[RECORDS TO PROCESS]:
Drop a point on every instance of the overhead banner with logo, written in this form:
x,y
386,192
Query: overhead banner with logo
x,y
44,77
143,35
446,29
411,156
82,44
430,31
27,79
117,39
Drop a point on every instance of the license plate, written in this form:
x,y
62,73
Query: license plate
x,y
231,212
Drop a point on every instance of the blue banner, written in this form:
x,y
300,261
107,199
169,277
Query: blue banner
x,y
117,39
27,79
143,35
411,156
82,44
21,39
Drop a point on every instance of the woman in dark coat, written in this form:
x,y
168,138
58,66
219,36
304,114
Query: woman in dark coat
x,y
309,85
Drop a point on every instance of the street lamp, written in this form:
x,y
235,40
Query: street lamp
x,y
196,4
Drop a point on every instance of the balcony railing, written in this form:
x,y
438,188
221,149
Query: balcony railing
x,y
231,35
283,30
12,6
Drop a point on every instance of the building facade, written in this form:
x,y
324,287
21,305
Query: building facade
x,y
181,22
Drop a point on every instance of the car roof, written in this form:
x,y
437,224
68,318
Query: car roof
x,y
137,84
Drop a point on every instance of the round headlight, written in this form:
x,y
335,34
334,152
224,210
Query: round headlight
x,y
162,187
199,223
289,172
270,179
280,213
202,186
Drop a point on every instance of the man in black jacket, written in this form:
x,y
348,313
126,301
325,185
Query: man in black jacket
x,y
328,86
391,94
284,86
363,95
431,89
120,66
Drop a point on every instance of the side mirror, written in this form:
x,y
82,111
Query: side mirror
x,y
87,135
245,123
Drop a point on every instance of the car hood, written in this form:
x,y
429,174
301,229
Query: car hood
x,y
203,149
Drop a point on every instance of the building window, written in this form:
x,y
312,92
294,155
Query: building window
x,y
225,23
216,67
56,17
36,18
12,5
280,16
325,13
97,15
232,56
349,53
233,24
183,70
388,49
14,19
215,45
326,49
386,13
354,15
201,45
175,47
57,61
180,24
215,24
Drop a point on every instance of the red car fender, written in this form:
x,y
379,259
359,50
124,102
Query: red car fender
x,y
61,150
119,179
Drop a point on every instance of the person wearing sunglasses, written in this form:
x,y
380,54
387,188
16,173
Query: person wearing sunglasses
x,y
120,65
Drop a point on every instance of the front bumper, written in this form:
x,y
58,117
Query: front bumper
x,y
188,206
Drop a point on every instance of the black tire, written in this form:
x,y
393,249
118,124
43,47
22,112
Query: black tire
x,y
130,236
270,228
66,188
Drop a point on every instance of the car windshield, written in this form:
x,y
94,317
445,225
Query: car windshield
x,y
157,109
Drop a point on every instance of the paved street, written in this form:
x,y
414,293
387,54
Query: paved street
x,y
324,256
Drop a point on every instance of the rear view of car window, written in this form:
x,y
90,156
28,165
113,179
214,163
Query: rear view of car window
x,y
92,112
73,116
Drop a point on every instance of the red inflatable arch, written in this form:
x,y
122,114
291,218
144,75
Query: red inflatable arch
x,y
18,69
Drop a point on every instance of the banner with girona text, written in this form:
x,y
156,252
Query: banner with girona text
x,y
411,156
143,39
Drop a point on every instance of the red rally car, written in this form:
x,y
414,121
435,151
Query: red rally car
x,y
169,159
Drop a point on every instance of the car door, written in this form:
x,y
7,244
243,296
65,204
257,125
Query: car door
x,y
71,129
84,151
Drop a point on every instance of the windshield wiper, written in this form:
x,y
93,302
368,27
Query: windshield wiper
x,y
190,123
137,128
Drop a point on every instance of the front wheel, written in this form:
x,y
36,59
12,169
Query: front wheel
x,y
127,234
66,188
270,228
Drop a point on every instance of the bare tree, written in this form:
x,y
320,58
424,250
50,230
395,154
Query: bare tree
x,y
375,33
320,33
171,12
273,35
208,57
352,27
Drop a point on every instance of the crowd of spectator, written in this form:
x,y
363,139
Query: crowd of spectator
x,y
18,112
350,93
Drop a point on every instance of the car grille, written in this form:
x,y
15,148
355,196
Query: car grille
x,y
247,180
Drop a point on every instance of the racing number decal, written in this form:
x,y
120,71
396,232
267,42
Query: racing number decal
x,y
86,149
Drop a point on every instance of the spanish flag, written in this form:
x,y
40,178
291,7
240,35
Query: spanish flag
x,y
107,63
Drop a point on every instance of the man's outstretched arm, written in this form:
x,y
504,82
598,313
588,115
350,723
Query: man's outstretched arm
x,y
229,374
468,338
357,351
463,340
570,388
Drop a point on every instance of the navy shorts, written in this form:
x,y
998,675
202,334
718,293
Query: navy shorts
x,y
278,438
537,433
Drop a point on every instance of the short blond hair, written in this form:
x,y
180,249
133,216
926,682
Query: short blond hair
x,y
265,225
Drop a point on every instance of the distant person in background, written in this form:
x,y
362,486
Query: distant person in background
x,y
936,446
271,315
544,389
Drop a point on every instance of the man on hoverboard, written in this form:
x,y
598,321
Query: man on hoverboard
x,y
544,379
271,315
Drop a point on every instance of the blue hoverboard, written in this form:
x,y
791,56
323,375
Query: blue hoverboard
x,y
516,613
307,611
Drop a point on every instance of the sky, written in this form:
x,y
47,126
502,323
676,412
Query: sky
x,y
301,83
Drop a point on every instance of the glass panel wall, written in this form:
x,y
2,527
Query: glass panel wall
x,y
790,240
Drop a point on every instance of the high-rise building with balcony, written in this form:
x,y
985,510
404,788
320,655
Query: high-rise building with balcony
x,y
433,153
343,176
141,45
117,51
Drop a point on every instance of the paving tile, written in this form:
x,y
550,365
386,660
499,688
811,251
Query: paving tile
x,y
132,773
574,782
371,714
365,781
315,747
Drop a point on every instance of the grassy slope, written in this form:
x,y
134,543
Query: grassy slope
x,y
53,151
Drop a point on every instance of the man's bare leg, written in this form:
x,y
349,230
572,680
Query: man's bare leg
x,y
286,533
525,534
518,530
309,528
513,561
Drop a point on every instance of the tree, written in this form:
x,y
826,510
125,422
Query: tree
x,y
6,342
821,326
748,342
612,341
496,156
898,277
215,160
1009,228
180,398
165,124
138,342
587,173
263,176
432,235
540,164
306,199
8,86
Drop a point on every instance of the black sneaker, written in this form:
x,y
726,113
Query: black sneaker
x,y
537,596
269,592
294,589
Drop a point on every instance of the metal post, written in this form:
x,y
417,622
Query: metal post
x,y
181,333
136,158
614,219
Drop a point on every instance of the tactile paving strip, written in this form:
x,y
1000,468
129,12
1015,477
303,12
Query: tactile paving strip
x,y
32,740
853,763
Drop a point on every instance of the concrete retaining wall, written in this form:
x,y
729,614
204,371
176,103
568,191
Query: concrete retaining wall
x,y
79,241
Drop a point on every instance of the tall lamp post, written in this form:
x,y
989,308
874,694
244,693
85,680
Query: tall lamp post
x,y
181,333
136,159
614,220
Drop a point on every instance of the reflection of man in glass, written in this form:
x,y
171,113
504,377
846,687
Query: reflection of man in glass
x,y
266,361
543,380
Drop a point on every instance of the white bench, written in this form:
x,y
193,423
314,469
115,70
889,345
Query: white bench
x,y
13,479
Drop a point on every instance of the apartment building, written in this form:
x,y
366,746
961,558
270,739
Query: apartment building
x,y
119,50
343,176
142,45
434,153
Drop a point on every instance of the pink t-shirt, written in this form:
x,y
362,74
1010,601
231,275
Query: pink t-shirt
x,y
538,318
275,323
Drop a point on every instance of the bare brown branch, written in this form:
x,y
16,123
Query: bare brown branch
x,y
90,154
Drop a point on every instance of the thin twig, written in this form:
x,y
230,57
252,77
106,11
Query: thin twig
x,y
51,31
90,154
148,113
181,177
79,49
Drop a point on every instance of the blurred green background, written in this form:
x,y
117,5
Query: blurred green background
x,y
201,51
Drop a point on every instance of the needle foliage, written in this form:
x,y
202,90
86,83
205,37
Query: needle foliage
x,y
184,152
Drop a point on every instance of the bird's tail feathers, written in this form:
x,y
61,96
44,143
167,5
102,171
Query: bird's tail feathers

[PROBLEM DETAILS]: Quote exactly and only the lines from the one holding "Drop a point on every instance of the blurred" through the end of the data.

[ANSWER AREA]:
Drop a point on every instance of the blurred green background, written in this form:
x,y
117,5
Query: blurred green background
x,y
201,51
Drop a point on every instance of the needle foliage, written in this form:
x,y
202,90
86,83
205,37
Query: needle foliage
x,y
184,152
Drop a point on every instance of the bird's tail feathers, written in this form:
x,y
61,96
44,143
167,5
102,171
Query: bird's tail feathers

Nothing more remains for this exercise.